Things to do -
1/ Answer these from the corpus configuration text, each on its own line marked (a), (b), (c):
(a) What is the default encoding?
(b) If the VERTICAL value starts with `|', where is the vertical text taken from?
(c) What structural tag should both corpora have when ALIGNED is used?
2/ Please output the part of the corpus configuration text starting with "Global options are" and going on through "of this data.", copied word for word.

Selected excerpt -
--------

A corpus configuration is stored in one text (ASCII) file.  The name
of such file is the ID of the corpus in the whole system.  The
configuration consists of attribute-value pairs.  Each nonempty line
begins with an option name and ends with an option value enclosed in
quotation marks.  Values consisting of only lowercase letters can be
written without quotation marks.

Global options are described in the following table.

PATH		full path of the corpus home directory which contains
		all data files

INFO		arbitrary corpus information like source, size etc.
		there is no automatic processing of this data.
		If the value begins with the `@' character the rest is
		taken as a full path of a file containing INFO data

NAME		name of the corpus

ENCODING	corpus encoding (should be one which Tcl supports)
		default encoding is `iso8859-1'

VERTICAL	full path of the source vertical text, it is used only
		by `encodevert' program, if the value starts with `|'
		the rest is treated as a shell command, and the
		vertical text will be taken from standard output of
		the command

DEFAULTATTR	default attribute for query evaluation

ATTRIBUTE	definition of a positional attribute
		at least one positional attribute should be defined, the first
		defined attribute is the default one (in most cases it is the
		word form and the name of this attribute is `word')

STRUCTURE	definition of a structural tag

PROCESS		definition of a process for preprocessing text before
		encoding a corpus or postprocessing corpus data

ALIGNED		name of an aligned corpus
		Both corpora should have a structural tag named `align'
		with one to one correspondence of respective token
		sequences.

--------

Data -

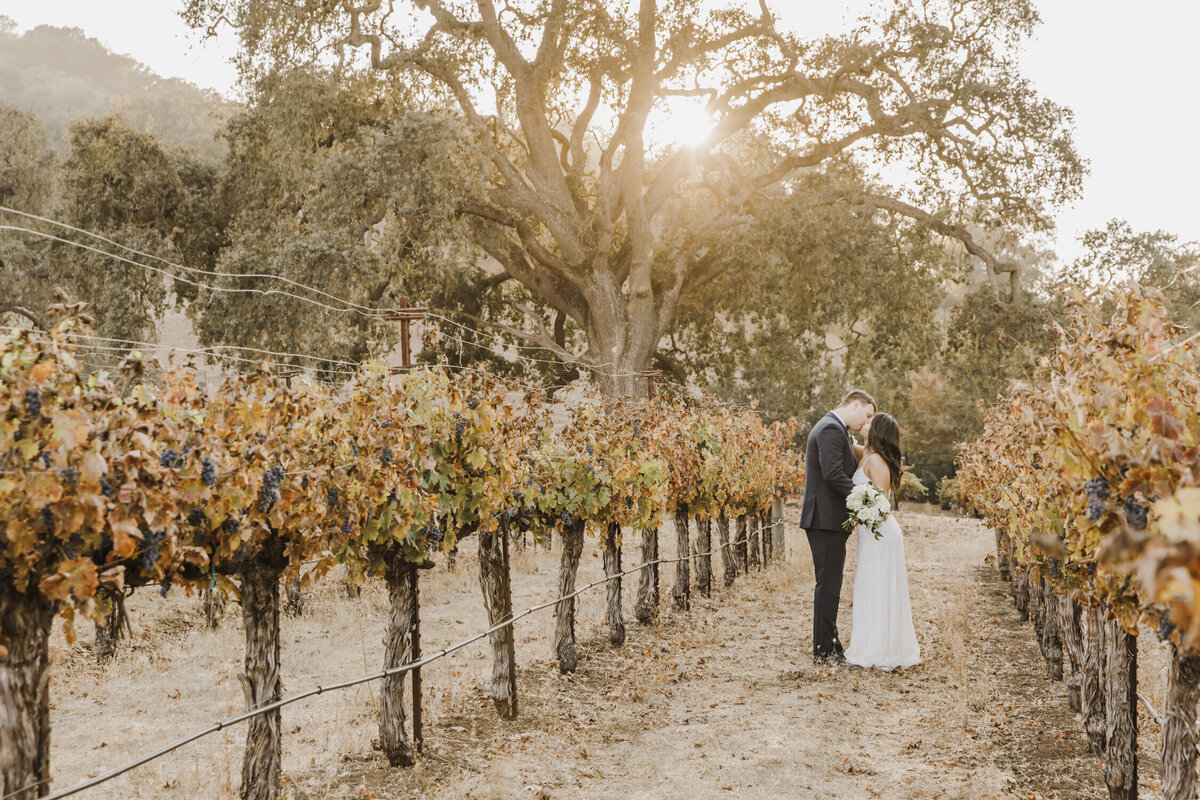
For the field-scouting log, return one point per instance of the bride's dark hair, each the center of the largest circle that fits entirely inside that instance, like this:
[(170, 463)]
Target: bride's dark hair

--------

Task answers -
1/
(a) `iso8859-1'
(b) From the standard output of the shell command given by the rest of the value
(c) `align'

2/
Global options are described in the following table.

PATH		full path of the corpus home directory which contains
		all data files

INFO		arbitrary corpus information like source, size etc.
		there is no automatic processing of this data.